■ **What is needed**
Copy each of the records exactly; leave nothing out.
___ Dataset records ___
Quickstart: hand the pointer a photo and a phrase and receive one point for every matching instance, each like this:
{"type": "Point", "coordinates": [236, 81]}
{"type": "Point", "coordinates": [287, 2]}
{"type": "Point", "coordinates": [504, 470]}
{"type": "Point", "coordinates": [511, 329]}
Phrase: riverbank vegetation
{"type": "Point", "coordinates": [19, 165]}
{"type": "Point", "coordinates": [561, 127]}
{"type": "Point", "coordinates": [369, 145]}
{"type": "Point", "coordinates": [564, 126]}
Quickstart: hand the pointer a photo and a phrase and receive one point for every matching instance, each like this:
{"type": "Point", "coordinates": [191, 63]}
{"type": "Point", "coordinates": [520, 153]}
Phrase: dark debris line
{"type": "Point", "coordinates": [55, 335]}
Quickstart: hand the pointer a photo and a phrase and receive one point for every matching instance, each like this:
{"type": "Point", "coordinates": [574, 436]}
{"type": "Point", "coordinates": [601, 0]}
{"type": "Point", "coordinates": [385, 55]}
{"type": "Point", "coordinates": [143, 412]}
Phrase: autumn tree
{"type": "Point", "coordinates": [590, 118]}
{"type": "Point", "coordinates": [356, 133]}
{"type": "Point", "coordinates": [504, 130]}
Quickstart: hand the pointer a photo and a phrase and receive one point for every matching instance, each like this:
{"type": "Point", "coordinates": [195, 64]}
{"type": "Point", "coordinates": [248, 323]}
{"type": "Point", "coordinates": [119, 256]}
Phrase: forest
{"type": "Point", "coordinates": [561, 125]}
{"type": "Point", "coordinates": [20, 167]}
___
■ **Result**
Quickstart: hand the pointer a photo and a phrase and receive one point for every matching instance, each like this:
{"type": "Point", "coordinates": [236, 81]}
{"type": "Point", "coordinates": [287, 2]}
{"type": "Point", "coordinates": [504, 470]}
{"type": "Point", "coordinates": [511, 329]}
Phrase: riverbank vegetation
{"type": "Point", "coordinates": [19, 165]}
{"type": "Point", "coordinates": [561, 127]}
{"type": "Point", "coordinates": [369, 145]}
{"type": "Point", "coordinates": [564, 126]}
Quickstart: hand the pointer a photo and a phrase and receive one point for every matching instance, each like this:
{"type": "Point", "coordinates": [191, 63]}
{"type": "Point", "coordinates": [520, 153]}
Phrase: dark debris line
{"type": "Point", "coordinates": [55, 335]}
Quickstart: hand the pointer a photo and a phrase and receive one point for every matching instance, each like this:
{"type": "Point", "coordinates": [574, 436]}
{"type": "Point", "coordinates": [601, 0]}
{"type": "Point", "coordinates": [385, 55]}
{"type": "Point", "coordinates": [143, 412]}
Phrase: autumn tree
{"type": "Point", "coordinates": [590, 118]}
{"type": "Point", "coordinates": [356, 133]}
{"type": "Point", "coordinates": [504, 130]}
Quickstart: hand the pointer a photo and a phrase and receive one point for every matching instance, each like this:
{"type": "Point", "coordinates": [195, 64]}
{"type": "Point", "coordinates": [248, 323]}
{"type": "Point", "coordinates": [119, 256]}
Phrase: forest
{"type": "Point", "coordinates": [561, 125]}
{"type": "Point", "coordinates": [20, 167]}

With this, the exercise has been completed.